[Coordinate annotation entries]
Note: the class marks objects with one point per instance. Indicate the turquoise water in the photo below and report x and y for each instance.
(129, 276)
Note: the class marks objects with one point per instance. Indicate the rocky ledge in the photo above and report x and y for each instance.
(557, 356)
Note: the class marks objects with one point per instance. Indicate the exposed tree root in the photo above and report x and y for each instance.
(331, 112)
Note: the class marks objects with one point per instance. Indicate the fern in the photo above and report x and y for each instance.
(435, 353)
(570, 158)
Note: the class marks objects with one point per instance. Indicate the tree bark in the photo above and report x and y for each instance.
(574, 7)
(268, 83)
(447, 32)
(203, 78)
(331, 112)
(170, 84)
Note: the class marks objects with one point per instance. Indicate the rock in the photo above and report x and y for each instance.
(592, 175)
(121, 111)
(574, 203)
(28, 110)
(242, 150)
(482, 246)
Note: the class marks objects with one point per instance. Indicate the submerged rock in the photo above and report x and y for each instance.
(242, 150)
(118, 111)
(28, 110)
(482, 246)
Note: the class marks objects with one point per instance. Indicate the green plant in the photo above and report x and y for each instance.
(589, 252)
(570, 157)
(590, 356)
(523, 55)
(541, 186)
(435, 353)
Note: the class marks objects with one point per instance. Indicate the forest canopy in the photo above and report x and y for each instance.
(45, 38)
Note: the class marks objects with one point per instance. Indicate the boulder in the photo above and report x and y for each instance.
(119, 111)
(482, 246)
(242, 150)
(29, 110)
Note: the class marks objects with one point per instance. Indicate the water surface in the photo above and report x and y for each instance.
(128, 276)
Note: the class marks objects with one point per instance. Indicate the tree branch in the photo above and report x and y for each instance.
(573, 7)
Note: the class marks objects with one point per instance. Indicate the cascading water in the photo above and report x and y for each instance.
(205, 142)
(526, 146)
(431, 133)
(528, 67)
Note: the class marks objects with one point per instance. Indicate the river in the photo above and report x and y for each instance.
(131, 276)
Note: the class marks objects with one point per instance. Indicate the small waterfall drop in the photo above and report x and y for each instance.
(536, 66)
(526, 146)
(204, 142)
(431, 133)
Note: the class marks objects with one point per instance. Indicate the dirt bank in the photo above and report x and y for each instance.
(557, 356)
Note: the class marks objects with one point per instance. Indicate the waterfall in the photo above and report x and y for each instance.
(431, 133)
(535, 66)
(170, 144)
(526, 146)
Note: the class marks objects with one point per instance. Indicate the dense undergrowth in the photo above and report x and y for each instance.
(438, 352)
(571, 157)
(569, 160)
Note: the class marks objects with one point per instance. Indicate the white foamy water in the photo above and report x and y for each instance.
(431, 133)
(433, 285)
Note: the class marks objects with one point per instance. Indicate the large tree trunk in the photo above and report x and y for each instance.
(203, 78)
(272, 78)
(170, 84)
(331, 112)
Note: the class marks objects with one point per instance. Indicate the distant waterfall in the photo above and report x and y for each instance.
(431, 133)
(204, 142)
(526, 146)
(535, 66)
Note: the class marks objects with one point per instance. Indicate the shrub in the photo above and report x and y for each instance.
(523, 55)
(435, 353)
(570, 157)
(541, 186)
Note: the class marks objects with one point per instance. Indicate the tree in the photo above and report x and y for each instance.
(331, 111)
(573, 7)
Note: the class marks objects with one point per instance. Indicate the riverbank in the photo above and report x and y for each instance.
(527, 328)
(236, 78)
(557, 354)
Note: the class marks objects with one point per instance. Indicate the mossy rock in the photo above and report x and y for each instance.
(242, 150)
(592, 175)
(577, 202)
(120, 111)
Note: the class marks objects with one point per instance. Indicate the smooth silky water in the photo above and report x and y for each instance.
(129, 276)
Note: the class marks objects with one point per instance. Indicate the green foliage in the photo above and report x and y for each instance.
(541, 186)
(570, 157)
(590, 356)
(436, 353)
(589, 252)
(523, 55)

> **TASK DESCRIPTION**: Recopy all the lines exactly as they appear.

> **EXERCISE RESPONSE**:
Note: the class marks objects with one point per instance. Indicate the turquoise water in the photo below and report x and y for each instance.
(129, 276)
Note: the class marks objects with one point per instance. Indicate the rocky ledge in the photo above and report x and y for each instance.
(557, 356)
Note: the class marks objects with one point per instance. Indicate the exposed tree root in the photo above and report x and y for each instance.
(331, 112)
Note: the class marks objects with one point per instance. Indicate the fern in the photo above and report x and y for each instance.
(435, 353)
(570, 158)
Note: the class marks objects with one point per instance. Indicate the tree bark in the photo above and report x and y for each instance.
(574, 7)
(268, 83)
(447, 32)
(203, 78)
(331, 112)
(170, 84)
Note: the class marks objects with one point per instance. Indicate the rock in the photo above and report x and y for each instance.
(592, 175)
(121, 111)
(574, 203)
(28, 110)
(242, 150)
(482, 246)
Note: the class marks objects with one point per instance. Indicate the submerged rock in the photo above and report x and y for each instance.
(242, 150)
(118, 111)
(28, 110)
(482, 246)
Note: the class marks objects with one point per instance. Indicate the green plant in the photo above and report x and y for each instance.
(589, 252)
(570, 157)
(590, 356)
(523, 55)
(541, 186)
(435, 353)
Note: the class marks objects with one point per instance. Indicate the forest canopy in the photo above and report x and y for each instance.
(45, 38)
Note: the class marks objects with one point per instance. Indicate the boulder in the photo above and report x and y for each instance.
(119, 111)
(482, 246)
(242, 150)
(29, 110)
Note: the class marks objects with one point per instance. Indicate the water surface in the photo above and report x and y for each instance.
(128, 276)
Note: the class marks objects with one point per instance. Indicate the tree branch in the photo above and report x and y for each instance.
(573, 7)
Note: the class marks objects with one point per instance. Indicate the cascading water in the photo above and report x and y for each instance.
(205, 142)
(526, 146)
(431, 133)
(528, 67)
Note: the class marks objects with one point per instance. Indicate the river in the photo above and report x and y for each instance.
(131, 276)
Note: the class marks objects with one point per instance. Indicate the small waterfall drop in the photo above and report x and y for each instance.
(536, 66)
(526, 146)
(204, 142)
(431, 133)
Note: the class marks objects with one point per instance. Indicate the dirt bank in the photo above and report x and y for each instance.
(557, 356)
Note: the class marks objects with one point per instance. Indicate the waterfall in the photo above and report x and y for each instance.
(431, 133)
(535, 66)
(170, 144)
(526, 146)
Note: the class marks objects with one point per instance. Indicate the dense undergrowth in the photo above and report x and y for each instance.
(438, 352)
(571, 157)
(569, 160)
Note: the class marks objects with one point per instance. Indicate the white foamy water in the photo above and report x and y for each instance.
(431, 133)
(433, 285)
Note: the class marks objects with one point per instance. Indicate the large tree trunk in the photo above and report x and y for each instance.
(203, 78)
(272, 78)
(170, 84)
(331, 112)
Note: the class marks objects with one point per instance. Indicate the distant waterfall in the photo above and report x and y for each instance.
(431, 133)
(204, 142)
(526, 146)
(535, 66)
Note: the class marks objects with one point per instance. Indicate the shrub in the photo above and report x and y for each instance.
(523, 55)
(435, 353)
(570, 157)
(541, 186)
Note: the class marks objects with one point per instance. Indicate the tree in the photo above and report x and y for each instance.
(331, 111)
(573, 7)
Note: the class marks objects with one point per instance. Indicate the riverbank in the photo above and report x and y for each instance.
(527, 328)
(236, 78)
(557, 354)
Note: the class marks objects with one point per instance. Indicate the mossy rock in the photo above and report x and y for each instance.
(242, 150)
(592, 175)
(577, 202)
(120, 111)
Note: the class marks objects with one point per instance. Indicate the smooth silky water in the photo above and report x and y for each instance.
(129, 276)
Note: the class marks objects with one point per instance. Indicate the green foliage in the photo above and report x and y for each instance.
(541, 186)
(570, 157)
(590, 356)
(436, 353)
(589, 252)
(523, 55)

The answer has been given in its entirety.